■ **EXERCISE REQUIREMENTS**:
What do the lines from the one containing "Indicate every instance of the blue soccer" through the end of the entries say? Quote them exactly, and only them.

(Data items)

------------------------------------------------------------------------

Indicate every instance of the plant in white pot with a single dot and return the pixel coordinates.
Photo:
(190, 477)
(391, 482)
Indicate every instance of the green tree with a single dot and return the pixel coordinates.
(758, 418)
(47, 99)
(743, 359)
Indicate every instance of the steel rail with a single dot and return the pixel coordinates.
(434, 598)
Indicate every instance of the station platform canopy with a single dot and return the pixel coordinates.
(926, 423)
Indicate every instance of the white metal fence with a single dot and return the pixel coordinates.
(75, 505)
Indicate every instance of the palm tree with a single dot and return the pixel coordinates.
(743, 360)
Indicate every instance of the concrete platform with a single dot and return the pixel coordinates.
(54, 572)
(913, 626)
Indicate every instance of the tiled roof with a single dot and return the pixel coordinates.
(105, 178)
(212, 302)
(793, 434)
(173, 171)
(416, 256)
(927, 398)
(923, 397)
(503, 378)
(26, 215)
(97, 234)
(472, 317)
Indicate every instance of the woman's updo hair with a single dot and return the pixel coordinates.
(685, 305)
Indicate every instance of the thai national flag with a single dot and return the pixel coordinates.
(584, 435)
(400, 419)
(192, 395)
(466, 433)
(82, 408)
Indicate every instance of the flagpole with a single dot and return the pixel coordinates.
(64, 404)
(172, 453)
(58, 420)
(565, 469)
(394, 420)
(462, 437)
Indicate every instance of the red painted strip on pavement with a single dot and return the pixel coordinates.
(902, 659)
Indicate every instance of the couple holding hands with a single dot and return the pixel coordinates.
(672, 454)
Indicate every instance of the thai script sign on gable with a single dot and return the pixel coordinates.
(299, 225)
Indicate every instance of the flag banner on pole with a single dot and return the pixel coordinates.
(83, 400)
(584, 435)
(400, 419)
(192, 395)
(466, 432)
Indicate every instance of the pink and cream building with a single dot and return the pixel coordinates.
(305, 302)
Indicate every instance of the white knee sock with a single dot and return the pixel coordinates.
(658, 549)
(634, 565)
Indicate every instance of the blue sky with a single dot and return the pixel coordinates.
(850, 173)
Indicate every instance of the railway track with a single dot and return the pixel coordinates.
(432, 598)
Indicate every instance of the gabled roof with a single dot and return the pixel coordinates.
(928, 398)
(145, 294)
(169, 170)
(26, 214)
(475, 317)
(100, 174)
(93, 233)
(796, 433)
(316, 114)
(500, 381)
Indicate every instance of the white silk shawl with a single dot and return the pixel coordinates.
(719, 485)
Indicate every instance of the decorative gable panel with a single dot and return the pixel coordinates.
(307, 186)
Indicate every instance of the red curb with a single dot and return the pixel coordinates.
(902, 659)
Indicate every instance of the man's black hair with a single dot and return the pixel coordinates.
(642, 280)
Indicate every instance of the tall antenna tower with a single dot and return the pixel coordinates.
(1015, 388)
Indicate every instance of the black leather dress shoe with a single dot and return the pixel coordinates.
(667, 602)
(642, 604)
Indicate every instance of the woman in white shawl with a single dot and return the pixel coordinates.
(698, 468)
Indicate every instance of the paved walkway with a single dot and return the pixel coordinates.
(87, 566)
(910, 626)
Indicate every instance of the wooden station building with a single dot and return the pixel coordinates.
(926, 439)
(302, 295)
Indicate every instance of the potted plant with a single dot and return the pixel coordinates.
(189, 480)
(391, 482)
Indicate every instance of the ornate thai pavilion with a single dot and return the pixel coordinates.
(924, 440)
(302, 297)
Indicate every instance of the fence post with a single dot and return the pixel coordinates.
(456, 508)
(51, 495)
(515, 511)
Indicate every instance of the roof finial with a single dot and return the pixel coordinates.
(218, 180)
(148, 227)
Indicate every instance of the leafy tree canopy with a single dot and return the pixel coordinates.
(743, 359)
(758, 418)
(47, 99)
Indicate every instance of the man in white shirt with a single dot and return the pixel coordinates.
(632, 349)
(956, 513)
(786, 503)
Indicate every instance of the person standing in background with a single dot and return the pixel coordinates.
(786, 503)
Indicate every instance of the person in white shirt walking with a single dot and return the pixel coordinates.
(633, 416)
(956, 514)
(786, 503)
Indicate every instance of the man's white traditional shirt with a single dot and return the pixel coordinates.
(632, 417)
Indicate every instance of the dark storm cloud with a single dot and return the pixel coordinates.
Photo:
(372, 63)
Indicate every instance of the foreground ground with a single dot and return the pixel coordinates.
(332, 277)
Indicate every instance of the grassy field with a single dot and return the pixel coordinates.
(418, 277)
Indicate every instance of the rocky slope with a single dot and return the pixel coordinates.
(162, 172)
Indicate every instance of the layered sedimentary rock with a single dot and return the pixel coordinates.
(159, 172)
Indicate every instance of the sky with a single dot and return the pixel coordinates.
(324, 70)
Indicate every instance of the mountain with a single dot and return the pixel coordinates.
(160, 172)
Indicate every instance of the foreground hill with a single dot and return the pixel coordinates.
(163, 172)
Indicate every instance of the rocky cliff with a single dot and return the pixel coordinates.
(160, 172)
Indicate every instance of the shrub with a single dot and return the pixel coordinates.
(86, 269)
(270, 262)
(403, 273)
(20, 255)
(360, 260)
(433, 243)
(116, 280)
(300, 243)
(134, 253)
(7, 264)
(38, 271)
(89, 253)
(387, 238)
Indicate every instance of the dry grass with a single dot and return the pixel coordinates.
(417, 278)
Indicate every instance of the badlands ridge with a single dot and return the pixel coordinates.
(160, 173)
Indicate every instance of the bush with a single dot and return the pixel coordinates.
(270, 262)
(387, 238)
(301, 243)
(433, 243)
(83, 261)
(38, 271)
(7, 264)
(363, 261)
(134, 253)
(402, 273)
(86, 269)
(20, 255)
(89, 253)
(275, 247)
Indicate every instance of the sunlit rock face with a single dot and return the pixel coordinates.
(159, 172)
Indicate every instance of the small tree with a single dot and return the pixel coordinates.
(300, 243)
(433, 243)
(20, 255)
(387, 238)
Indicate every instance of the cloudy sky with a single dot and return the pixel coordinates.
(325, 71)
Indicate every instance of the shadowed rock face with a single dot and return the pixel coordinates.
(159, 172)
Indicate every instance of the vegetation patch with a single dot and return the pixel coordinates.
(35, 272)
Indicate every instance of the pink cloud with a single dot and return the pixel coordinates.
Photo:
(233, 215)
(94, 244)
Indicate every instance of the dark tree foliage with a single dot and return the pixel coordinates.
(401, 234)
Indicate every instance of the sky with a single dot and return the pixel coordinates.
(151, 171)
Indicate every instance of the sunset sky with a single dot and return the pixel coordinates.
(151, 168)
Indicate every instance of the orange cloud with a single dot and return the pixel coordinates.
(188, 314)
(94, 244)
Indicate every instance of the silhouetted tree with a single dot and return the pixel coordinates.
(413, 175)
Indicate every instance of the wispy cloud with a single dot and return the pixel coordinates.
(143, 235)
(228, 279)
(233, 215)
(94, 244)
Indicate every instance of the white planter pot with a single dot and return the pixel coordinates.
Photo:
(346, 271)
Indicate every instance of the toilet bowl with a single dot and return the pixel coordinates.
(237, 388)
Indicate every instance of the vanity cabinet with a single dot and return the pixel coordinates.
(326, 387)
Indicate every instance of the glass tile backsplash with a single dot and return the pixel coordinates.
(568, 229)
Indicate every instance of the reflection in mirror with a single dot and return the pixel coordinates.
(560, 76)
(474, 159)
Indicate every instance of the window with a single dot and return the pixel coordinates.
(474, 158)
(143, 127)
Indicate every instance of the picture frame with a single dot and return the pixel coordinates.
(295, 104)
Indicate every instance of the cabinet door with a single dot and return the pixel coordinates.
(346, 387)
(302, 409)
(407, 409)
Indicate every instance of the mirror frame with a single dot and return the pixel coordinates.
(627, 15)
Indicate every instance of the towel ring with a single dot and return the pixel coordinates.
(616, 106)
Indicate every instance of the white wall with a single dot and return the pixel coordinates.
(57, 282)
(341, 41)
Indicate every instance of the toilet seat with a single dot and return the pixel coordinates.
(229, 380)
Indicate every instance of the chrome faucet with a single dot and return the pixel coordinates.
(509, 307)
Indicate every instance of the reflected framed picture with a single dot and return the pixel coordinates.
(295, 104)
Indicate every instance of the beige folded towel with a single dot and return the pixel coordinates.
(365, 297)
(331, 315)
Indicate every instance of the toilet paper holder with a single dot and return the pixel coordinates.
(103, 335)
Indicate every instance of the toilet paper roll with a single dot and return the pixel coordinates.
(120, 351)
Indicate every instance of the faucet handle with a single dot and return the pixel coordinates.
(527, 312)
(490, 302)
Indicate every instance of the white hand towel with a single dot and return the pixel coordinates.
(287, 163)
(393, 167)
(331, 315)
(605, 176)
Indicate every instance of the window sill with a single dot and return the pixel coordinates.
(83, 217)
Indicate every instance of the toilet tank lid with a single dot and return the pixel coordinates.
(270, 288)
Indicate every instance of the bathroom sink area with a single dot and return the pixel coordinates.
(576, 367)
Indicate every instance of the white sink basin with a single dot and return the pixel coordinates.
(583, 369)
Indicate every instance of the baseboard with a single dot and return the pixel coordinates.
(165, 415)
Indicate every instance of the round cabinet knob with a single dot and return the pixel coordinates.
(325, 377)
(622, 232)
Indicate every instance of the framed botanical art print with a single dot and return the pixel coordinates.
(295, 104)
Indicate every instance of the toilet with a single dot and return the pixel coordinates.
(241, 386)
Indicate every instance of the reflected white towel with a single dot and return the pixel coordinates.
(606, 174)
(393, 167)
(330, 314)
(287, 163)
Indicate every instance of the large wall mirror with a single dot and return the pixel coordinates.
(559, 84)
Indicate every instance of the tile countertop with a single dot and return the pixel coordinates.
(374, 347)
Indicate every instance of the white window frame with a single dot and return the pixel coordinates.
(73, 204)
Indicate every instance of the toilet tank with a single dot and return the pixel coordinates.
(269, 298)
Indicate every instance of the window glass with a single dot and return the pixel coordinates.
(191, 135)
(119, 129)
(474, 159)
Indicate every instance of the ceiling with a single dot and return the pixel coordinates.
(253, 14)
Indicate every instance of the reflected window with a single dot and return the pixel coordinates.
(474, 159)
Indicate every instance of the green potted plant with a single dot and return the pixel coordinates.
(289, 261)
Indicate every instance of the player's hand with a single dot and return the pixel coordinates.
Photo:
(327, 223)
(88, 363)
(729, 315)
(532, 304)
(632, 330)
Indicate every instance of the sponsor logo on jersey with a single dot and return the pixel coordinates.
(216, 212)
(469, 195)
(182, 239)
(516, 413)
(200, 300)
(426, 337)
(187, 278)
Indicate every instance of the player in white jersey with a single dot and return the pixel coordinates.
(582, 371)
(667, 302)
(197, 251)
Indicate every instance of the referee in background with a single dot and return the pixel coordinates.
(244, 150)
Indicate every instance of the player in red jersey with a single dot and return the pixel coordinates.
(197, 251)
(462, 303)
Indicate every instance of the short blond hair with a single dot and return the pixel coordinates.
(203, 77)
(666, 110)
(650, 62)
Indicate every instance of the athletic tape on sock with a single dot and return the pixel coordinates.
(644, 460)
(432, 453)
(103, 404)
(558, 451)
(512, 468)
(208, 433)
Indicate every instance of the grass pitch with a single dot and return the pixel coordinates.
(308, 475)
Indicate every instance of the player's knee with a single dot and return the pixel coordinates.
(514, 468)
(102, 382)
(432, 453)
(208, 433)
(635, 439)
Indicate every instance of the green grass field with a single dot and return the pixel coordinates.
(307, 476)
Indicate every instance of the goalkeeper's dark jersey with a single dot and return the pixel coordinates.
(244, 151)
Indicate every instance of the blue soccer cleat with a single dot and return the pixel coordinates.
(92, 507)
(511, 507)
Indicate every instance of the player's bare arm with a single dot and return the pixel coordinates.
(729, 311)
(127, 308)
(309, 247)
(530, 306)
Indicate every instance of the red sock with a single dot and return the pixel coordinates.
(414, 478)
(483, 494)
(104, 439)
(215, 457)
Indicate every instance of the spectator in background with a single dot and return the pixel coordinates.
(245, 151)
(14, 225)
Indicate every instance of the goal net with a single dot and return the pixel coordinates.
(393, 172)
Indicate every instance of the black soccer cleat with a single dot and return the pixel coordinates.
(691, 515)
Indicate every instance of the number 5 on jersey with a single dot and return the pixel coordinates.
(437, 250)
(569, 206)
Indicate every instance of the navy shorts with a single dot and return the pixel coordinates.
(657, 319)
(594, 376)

------------------------------------------------------------------------

■ **SOLUTION BELOW**:
Indicate every instance of the blue soccer cleat with a single dot and return the pixel coordinates.
(92, 507)
(511, 507)
Indicate every instance of the player's bare arm with a single dot and return the pixel coordinates.
(729, 311)
(127, 308)
(309, 247)
(530, 306)
Indicate every instance of the red sock with a single dot and return the pixel coordinates.
(414, 478)
(483, 494)
(104, 439)
(215, 457)
Indicate every instance of the spectator in background with a single dot and return the pixel coordinates.
(245, 151)
(14, 225)
Indicate every instance of the goal net with a single dot and return the pixel coordinates.
(393, 172)
Indicate every instance of the black soccer cleat with a single dot and return the pixel coordinates.
(691, 515)
Indicate every instance of the number 5 on jersey with a single dot and return the pixel coordinates.
(437, 250)
(569, 206)
Indicate every instance of the navy shorts with a single dot and return the pixel coordinates.
(657, 319)
(594, 376)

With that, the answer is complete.